* **Data provided**
******************************

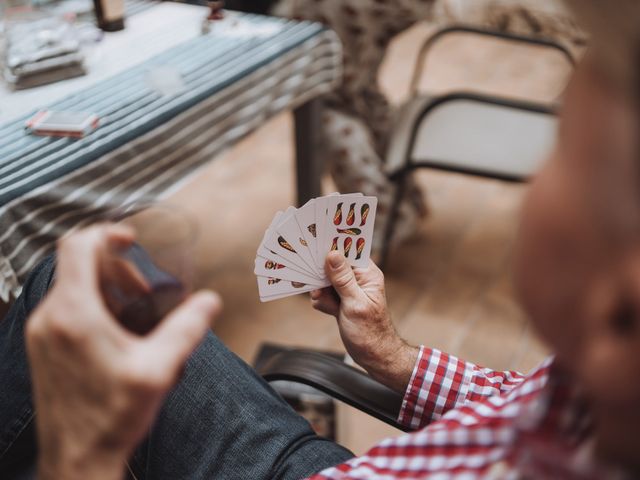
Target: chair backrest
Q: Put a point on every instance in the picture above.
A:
(483, 136)
(432, 40)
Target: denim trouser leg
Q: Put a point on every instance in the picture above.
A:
(220, 422)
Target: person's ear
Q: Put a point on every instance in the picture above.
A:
(610, 363)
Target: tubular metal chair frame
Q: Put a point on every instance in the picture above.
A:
(327, 374)
(337, 379)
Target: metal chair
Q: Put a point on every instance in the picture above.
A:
(427, 135)
(472, 133)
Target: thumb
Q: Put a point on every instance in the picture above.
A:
(183, 329)
(341, 276)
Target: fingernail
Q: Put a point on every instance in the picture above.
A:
(335, 261)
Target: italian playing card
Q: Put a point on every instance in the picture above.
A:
(290, 258)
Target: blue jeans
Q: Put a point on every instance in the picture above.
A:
(221, 421)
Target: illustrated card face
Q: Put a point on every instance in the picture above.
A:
(349, 227)
(269, 287)
(289, 230)
(322, 221)
(280, 245)
(306, 218)
(269, 267)
(264, 252)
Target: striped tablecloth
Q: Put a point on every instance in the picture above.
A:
(246, 70)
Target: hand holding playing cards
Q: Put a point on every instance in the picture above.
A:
(357, 300)
(98, 386)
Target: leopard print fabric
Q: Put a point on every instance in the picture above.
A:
(358, 118)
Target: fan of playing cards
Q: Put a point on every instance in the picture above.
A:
(291, 256)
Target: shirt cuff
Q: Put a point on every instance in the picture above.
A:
(439, 382)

******************************

* **Written exercise**
Repeat exactly, and only, the lines from the line with "Target: denim trouser leg" through the end of the listing above, both ends included.

* **Finished exercise**
Target: denim trouser leg
Q: Put a point on every instance in the picture above.
A:
(220, 422)
Target: person's ear
Q: Put a point on every instance in the picture above.
A:
(610, 363)
Target: tubular metal chair frame
Q: Put a point on every instance in the picture above.
A:
(327, 374)
(337, 379)
Target: metal chair
Q: Put a point on every instance in the picture above.
A:
(427, 135)
(472, 133)
Target: thumb
Q: Put a point on every instance in the picture above.
A:
(183, 329)
(341, 276)
Target: fingernail
Q: Put a point on every instance in the picture above.
A:
(335, 261)
Target: italian playing card
Q: Put a point on every instance in the picture above.
A:
(290, 258)
Target: blue jeans
Q: Put a point on every instance in the picture above.
A:
(221, 421)
Target: illustrated card face
Q: Put a point on every instance in the picture above.
A:
(349, 227)
(269, 287)
(289, 230)
(322, 221)
(280, 245)
(306, 218)
(269, 267)
(264, 252)
Target: striped tablecloth
Q: Put a point on every instance in the picture above.
A:
(246, 70)
Target: hand holding playing cards
Q: Put a point on every instance in the picture above.
A:
(357, 300)
(98, 386)
Target: leopard print fabric
Q: Put a point on every instance in the picture above.
A:
(358, 118)
Target: fan of playing cards
Q: Put a point on every instance in the picture above.
A:
(291, 256)
Target: shirt cuff
Q: Put a point on every instance in the picture above.
A:
(439, 382)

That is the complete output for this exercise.